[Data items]
○ ○ ○

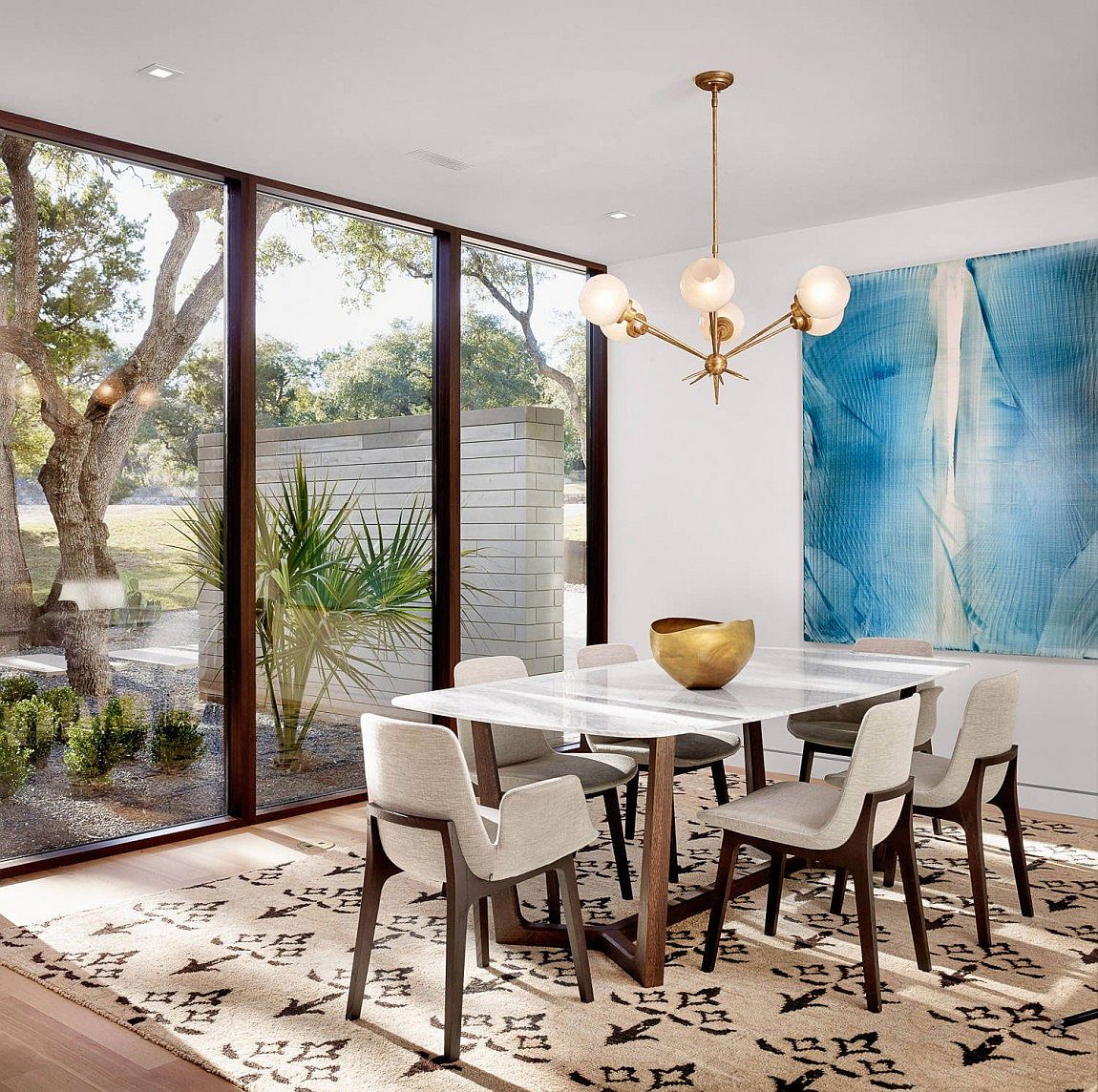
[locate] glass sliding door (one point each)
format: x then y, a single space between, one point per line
112 365
524 459
344 482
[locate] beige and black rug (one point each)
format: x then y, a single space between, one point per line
247 976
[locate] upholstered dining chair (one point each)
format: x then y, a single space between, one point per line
692 752
840 829
424 820
982 769
524 755
833 730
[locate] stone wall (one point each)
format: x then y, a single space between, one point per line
512 519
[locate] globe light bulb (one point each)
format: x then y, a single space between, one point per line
821 326
604 299
731 312
620 331
822 292
707 284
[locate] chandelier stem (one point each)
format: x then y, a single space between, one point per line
715 243
664 336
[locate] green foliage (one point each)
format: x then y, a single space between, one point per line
32 721
66 704
16 688
14 765
125 715
176 741
328 584
94 749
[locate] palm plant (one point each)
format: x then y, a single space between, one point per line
333 593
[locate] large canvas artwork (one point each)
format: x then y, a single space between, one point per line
951 456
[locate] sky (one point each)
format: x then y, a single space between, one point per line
306 304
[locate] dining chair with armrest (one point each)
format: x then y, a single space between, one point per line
424 820
840 829
982 769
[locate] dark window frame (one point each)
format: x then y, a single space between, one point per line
241 460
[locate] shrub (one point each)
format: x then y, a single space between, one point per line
14 765
125 713
32 723
16 688
177 740
94 749
66 705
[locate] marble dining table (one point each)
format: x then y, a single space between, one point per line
639 701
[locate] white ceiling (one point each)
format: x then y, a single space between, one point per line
566 109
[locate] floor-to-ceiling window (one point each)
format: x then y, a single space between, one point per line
344 482
112 362
524 459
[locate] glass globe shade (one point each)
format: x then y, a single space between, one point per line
620 331
732 312
822 291
707 284
821 326
602 299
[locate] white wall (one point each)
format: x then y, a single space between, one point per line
705 502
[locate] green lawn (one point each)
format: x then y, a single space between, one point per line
141 542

○ ○ ○

> _CHALLENGE_
Take the line with "[locate] stone wall (one point each)" and all lines after it to the last line, and reproduce them exactly.

> _EXERCISE RESULT_
[locate] stone wall (one point each)
format: x then y, a single space between, one point per line
512 519
[locate] globe light bulb (one point each)
format: x then y, a single space between, one point per line
821 326
604 299
731 312
620 331
822 292
707 284
[locate] chandelier stem (one point each)
format: x then y, a single space between, one point per line
715 243
664 336
[locate] green foliage (one point each)
format: x then y, a single space between, one point per line
32 721
66 704
16 688
14 765
125 715
176 741
328 584
94 749
[locate] palm plant (one point each)
format: x then y, a single space between, one point per line
333 593
[locate] large canvas artwork (one point each)
format: x then y, a single space between, one point per line
951 456
[locate] sky (one point each)
format: x then y, a single space between, one point per line
306 304
[locate] dining chair with armrest (one point each)
format: x then y, a single space between, one point per line
424 820
840 829
982 769
[locate] dark window frame (one point each)
format: x then y, a single space between, one point per line
241 460
[locate] shrub (one point each)
format: x then y, a single space between, one point per line
14 765
125 713
32 723
16 688
177 740
94 749
66 705
[locate] marble dining table (one point each)
format: x then y, a single space between, one point per line
639 701
[locate] white ceiling (one point each)
format: x then y, a single space between, one point per line
566 109
[locate] floor-to-ceiling window (one point each)
format: x then y, a single space between, one point per line
344 482
112 362
524 459
[locate] glass globe shade (one point each)
format: x then y, a single space between, one point per line
620 331
732 312
822 291
707 284
821 326
602 299
[locate] white wall (one point each)
format: x then y, a single space between, one point per line
705 502
[locate] green lawn (one point each)
format: x then y, a single space between, one point per line
141 542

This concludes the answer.